EXERCISE DIRECTIONS
Return the count of lines in the following records that include "backpack", and nothing more.

[Saved entries]
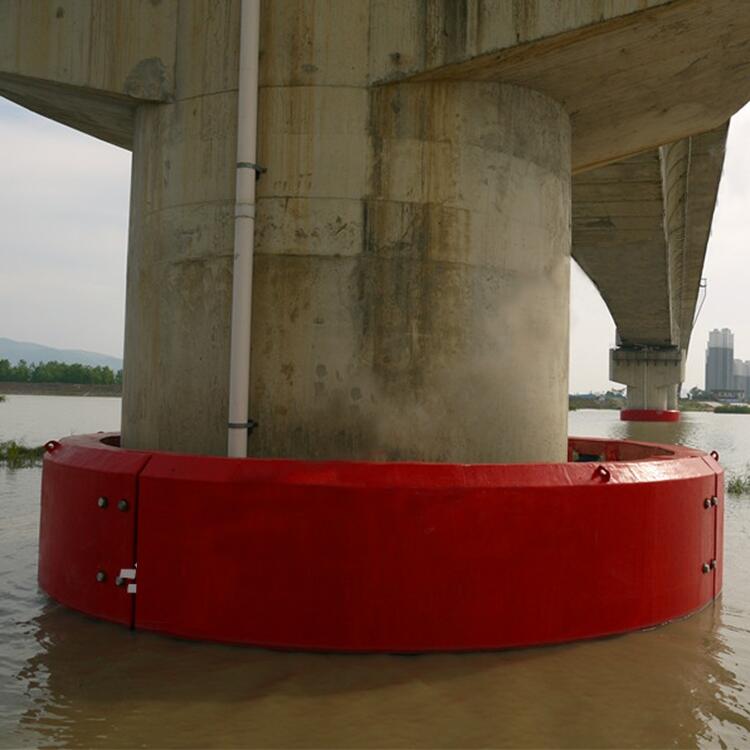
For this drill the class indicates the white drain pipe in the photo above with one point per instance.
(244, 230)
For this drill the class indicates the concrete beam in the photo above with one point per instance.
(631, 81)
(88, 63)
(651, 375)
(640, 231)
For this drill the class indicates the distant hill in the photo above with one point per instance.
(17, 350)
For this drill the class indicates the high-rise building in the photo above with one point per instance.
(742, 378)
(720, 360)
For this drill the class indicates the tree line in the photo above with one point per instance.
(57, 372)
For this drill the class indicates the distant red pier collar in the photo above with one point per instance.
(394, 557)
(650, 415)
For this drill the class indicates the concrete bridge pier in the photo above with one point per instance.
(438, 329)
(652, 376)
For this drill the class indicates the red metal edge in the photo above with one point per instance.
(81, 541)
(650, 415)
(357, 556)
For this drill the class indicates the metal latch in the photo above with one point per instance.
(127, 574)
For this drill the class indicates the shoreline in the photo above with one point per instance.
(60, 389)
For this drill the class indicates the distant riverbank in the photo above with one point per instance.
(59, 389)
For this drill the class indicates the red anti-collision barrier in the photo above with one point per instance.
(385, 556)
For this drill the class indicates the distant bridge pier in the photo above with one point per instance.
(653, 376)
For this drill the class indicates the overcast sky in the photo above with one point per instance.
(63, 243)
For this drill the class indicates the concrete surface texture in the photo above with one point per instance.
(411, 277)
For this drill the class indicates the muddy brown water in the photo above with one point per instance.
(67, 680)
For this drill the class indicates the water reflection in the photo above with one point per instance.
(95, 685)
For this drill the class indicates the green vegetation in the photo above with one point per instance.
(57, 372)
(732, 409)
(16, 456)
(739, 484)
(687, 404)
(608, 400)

* * *

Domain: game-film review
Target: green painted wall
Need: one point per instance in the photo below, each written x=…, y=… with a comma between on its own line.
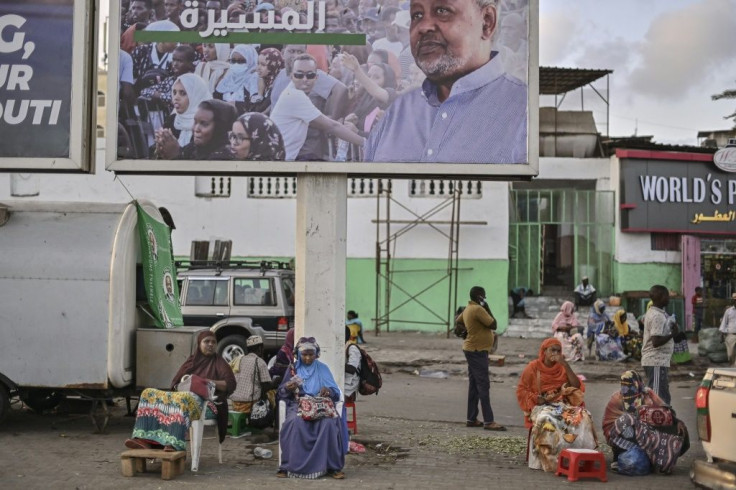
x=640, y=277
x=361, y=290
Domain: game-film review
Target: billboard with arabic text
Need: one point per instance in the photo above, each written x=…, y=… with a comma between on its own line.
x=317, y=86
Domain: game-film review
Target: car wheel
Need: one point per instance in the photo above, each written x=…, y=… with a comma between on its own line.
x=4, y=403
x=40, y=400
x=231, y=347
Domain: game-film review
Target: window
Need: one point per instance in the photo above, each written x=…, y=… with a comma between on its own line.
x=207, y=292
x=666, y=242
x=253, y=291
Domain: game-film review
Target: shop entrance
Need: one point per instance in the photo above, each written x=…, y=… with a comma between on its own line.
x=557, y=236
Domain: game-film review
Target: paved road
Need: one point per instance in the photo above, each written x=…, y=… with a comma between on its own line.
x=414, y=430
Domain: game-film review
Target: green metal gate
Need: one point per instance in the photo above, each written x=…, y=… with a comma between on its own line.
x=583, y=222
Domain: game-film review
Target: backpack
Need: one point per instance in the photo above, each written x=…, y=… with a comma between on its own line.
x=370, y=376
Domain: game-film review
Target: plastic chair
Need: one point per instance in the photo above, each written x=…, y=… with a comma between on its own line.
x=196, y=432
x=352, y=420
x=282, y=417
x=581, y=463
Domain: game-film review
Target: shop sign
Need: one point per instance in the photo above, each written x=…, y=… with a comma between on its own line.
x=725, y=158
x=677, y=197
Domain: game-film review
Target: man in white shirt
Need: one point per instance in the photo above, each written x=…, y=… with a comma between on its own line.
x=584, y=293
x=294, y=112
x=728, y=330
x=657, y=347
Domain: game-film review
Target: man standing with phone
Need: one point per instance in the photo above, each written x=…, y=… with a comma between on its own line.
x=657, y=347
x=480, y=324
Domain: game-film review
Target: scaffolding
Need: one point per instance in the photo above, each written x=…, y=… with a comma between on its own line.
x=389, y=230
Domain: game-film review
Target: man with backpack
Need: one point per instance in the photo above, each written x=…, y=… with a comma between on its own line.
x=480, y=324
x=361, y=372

ANSWER TO THIS EXERCISE
2